> [PROBLEM REQUIREMENTS]:
Return exactly the line that contains "rough mask: <svg" and all lines beneath it in the entries, through the very last one.
□ □ □ □
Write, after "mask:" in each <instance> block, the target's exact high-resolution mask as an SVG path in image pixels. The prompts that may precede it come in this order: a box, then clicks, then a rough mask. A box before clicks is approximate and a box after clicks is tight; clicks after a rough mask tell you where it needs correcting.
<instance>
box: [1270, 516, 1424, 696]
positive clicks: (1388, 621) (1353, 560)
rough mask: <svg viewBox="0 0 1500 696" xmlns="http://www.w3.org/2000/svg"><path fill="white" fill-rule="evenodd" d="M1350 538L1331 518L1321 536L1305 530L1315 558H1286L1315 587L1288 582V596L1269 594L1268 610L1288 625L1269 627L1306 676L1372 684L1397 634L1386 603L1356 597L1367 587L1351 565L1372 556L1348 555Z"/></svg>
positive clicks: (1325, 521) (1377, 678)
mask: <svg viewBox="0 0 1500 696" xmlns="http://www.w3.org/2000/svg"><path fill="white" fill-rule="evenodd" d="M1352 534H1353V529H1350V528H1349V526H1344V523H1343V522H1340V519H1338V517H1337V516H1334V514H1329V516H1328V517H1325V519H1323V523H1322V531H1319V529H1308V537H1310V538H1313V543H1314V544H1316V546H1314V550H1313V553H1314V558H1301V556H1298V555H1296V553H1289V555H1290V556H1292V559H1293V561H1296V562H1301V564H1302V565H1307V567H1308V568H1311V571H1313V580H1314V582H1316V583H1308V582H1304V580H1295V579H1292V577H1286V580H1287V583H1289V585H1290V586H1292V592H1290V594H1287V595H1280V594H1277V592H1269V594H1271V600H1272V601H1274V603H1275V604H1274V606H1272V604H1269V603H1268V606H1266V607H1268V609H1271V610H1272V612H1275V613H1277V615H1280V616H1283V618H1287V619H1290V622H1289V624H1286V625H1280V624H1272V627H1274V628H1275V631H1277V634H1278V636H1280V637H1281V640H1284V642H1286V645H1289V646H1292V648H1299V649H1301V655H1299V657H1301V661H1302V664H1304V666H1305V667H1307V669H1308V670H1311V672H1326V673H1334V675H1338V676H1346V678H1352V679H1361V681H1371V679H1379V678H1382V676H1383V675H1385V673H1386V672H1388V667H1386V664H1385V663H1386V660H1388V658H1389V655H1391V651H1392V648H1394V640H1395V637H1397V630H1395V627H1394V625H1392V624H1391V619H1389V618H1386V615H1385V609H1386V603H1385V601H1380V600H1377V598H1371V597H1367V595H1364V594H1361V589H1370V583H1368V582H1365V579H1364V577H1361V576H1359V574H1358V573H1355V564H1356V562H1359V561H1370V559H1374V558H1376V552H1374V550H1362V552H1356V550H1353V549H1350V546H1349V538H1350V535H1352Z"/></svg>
□ □ □ □
> [SOLUTION]:
rough mask: <svg viewBox="0 0 1500 696" xmlns="http://www.w3.org/2000/svg"><path fill="white" fill-rule="evenodd" d="M1350 538L1331 518L1321 536L1305 530L1315 558H1286L1315 587L1288 582V596L1269 594L1268 610L1288 625L1269 627L1306 676L1372 684L1397 634L1386 603L1356 597L1367 587L1351 565L1372 556L1348 555Z"/></svg>
positive clicks: (1325, 521) (1377, 678)
mask: <svg viewBox="0 0 1500 696" xmlns="http://www.w3.org/2000/svg"><path fill="white" fill-rule="evenodd" d="M1352 534H1353V529H1350V528H1349V526H1344V523H1343V522H1340V519H1338V517H1337V516H1334V514H1329V516H1328V517H1325V519H1323V523H1322V531H1319V529H1308V537H1310V538H1313V543H1314V544H1316V546H1314V550H1313V553H1314V558H1301V556H1298V555H1296V553H1289V555H1290V556H1292V559H1293V561H1296V562H1301V564H1302V565H1307V567H1308V568H1311V571H1313V580H1314V582H1316V583H1308V582H1304V580H1295V579H1292V577H1286V580H1287V583H1289V585H1290V586H1292V592H1290V594H1287V595H1280V594H1277V592H1269V594H1271V600H1272V601H1274V603H1275V604H1274V606H1272V604H1269V603H1268V606H1266V607H1268V609H1271V610H1272V612H1275V613H1277V615H1280V616H1283V618H1287V619H1290V622H1289V624H1286V625H1280V624H1272V627H1274V628H1275V631H1277V634H1278V636H1280V637H1281V640H1284V642H1286V645H1289V646H1292V648H1299V649H1301V655H1299V657H1301V661H1302V664H1304V666H1305V667H1307V669H1308V670H1311V672H1326V673H1334V675H1338V676H1346V678H1352V679H1361V681H1371V679H1379V678H1382V676H1383V675H1385V673H1386V672H1388V667H1386V664H1385V663H1386V660H1388V658H1389V655H1391V651H1392V648H1394V640H1395V637H1397V630H1395V627H1394V625H1392V624H1391V619H1389V618H1386V615H1385V609H1386V603H1385V601H1380V600H1377V598H1371V597H1367V595H1364V594H1361V589H1370V583H1368V582H1365V579H1364V577H1361V576H1359V574H1358V573H1355V564H1356V562H1359V561H1370V559H1374V558H1376V552H1374V550H1362V552H1356V550H1353V549H1350V546H1349V538H1350V535H1352Z"/></svg>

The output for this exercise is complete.